- _YANG HARUS DILAKUKAN_:
1. Tuliskan semua nama lembaga yang dijadikan contoh dalam teks tentang fundraiser.
2. Salin dengan tepat bagian teks tentang fundraiser mulai dari "Dosen Fakultas Ekonomi" sampai dengan "tujuan yang dicanangkan.".

- _KUTIPAN TERPILIH_:

::::

Oleh: Nur Kasanah, M.E.
Dosen Fakultas Ekonomi dan Bisnis Islam IAIN Ponorogo
Fundraiser merupakan kata lain dalam bahasa Inggris dari penghimpun, pengumpul, pencari dana/donatur. Kegiatan pengumpulan dananya disebut fundraising. Sedangkan menurut Kamus Besar Bahasa Indonesia , pengumpulan adalah proses, cara pengumpulan, penghimpunan, pengerahan. Oleh karena itu fundraising dapat diartikan sebagai kegiatan menghimpun dana dan sumber daya lainnya dari masyarakat baik individu, kelompok, organisasi, perusahaan dan pemerintah, yang akan digunakan untuk membiayai program dan kegiatan operasional lembaga dengan tujuan akhir untuk mencapai visi dan misi lembaga tersebut. (Fanani, 2010) Jadi fundraiser itu penghimpun dana dari berbagai sumber untuk mencapai tujuan yang dicanangkan.
Meski terdengar sepele, tetapi ternyata tidak semua orang mau dan mampu menjadi fundraiser. Mengapa? Sebab tidak semua orang tahan dipandang sebelah mata oleh sebagian masyarakat. Tidak dipungkiri, bahwa masih ada anggapan bahwa fundraiser tak ada bedanya seperti peminta-minta sumbangan, yang menengadahkan tangan meminta bantuan. Padahal itu berbeda. Memang, peminta sumbangan dan fundraiser sama-sama menghimpun uang dari donatur akan tetapi ada beberapa hal penting yang membedakan itu secara mendasar. Pertama, fundraiser umumnya berada di bawah naungan lembaga amal resmi, baik milik pemerintah, perusahaan maupun lembaga filantropi berbasis masyarakat seperti BAZNAS, LAZISNU, LAZISMU, Rumah Zakat, Tabung Wakaf Indonesia dan lain-lain. Kedua, memiliki dan melakukan penguatan program lembaga secara kontinyu demi mewujudkan kemanfaatan masyarakat. Ketiga, memiliki kontrak kerja dan honor/gaji yang jelas sebagaimana profesi lainnya. Ketiga hal di atas tentu saja tidak dimiliki para pencari sumbangan yang umumnya hanya untuk tujuan individu atau kelompok kecil, bersifat insidental untuk kegiatan/ acara tertentu saja dan tidak ada kontrak apalagi gaji pasti.

::::

- _Entri data tersimpan_:
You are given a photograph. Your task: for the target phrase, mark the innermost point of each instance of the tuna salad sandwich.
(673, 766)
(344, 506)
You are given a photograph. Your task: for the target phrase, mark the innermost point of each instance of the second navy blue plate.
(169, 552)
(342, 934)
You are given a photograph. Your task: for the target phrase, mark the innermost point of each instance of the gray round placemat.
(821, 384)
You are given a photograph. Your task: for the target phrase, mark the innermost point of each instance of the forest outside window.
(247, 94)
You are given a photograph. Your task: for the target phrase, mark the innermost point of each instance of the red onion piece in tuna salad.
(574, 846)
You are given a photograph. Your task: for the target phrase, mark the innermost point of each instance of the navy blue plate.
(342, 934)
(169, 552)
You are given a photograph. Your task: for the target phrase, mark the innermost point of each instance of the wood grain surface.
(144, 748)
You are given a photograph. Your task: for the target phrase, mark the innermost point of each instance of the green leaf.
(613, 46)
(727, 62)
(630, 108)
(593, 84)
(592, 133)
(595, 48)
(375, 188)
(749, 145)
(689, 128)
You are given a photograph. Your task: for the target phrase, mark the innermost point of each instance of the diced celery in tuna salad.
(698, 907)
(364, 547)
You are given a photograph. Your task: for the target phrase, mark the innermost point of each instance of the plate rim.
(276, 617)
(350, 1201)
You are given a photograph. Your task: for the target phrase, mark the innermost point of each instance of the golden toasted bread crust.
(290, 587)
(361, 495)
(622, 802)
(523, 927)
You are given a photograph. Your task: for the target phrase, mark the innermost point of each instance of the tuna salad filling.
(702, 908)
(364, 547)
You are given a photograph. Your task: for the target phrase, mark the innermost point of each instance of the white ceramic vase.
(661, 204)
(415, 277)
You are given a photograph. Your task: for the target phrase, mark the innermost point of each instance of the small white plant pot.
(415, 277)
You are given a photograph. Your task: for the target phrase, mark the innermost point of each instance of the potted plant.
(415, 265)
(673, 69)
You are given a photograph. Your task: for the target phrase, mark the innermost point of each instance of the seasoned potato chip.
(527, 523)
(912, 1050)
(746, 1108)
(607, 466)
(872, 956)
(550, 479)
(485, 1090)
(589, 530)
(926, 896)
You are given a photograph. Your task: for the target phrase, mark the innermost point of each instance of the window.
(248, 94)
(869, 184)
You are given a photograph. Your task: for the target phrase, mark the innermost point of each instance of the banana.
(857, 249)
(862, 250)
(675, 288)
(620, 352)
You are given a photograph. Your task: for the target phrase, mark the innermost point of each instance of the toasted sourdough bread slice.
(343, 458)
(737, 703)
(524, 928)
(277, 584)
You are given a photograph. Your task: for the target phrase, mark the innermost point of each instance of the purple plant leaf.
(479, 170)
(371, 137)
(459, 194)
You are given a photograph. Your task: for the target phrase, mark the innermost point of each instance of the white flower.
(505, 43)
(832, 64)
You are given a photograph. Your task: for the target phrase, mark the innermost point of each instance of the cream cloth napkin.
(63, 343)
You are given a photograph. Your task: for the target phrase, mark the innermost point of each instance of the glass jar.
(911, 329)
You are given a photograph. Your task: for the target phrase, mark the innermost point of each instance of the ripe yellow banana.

::::

- _JAWABAN LENGKAP_:
1. BAZNAS, LAZISNU, LAZISMU, Rumah Zakat, Tabung Wakaf Indonesia

2.
Dosen Fakultas Ekonomi dan Bisnis Islam IAIN Ponorogo
Fundraiser merupakan kata lain dalam bahasa Inggris dari penghimpun, pengumpul, pencari dana/donatur. Kegiatan pengumpulan dananya disebut fundraising. Sedangkan menurut Kamus Besar Bahasa Indonesia , pengumpulan adalah proses, cara pengumpulan, penghimpunan, pengerahan. Oleh karena itu fundraising dapat diartikan sebagai kegiatan menghimpun dana dan sumber daya lainnya dari masyarakat baik individu, kelompok, organisasi, perusahaan dan pemerintah, yang akan digunakan untuk membiayai program dan kegiatan operasional lembaga dengan tujuan akhir untuk mencapai visi dan misi lembaga tersebut. (Fanani, 2010) Jadi fundraiser itu penghimpun dana dari berbagai sumber untuk mencapai tujuan yang dicanangkan.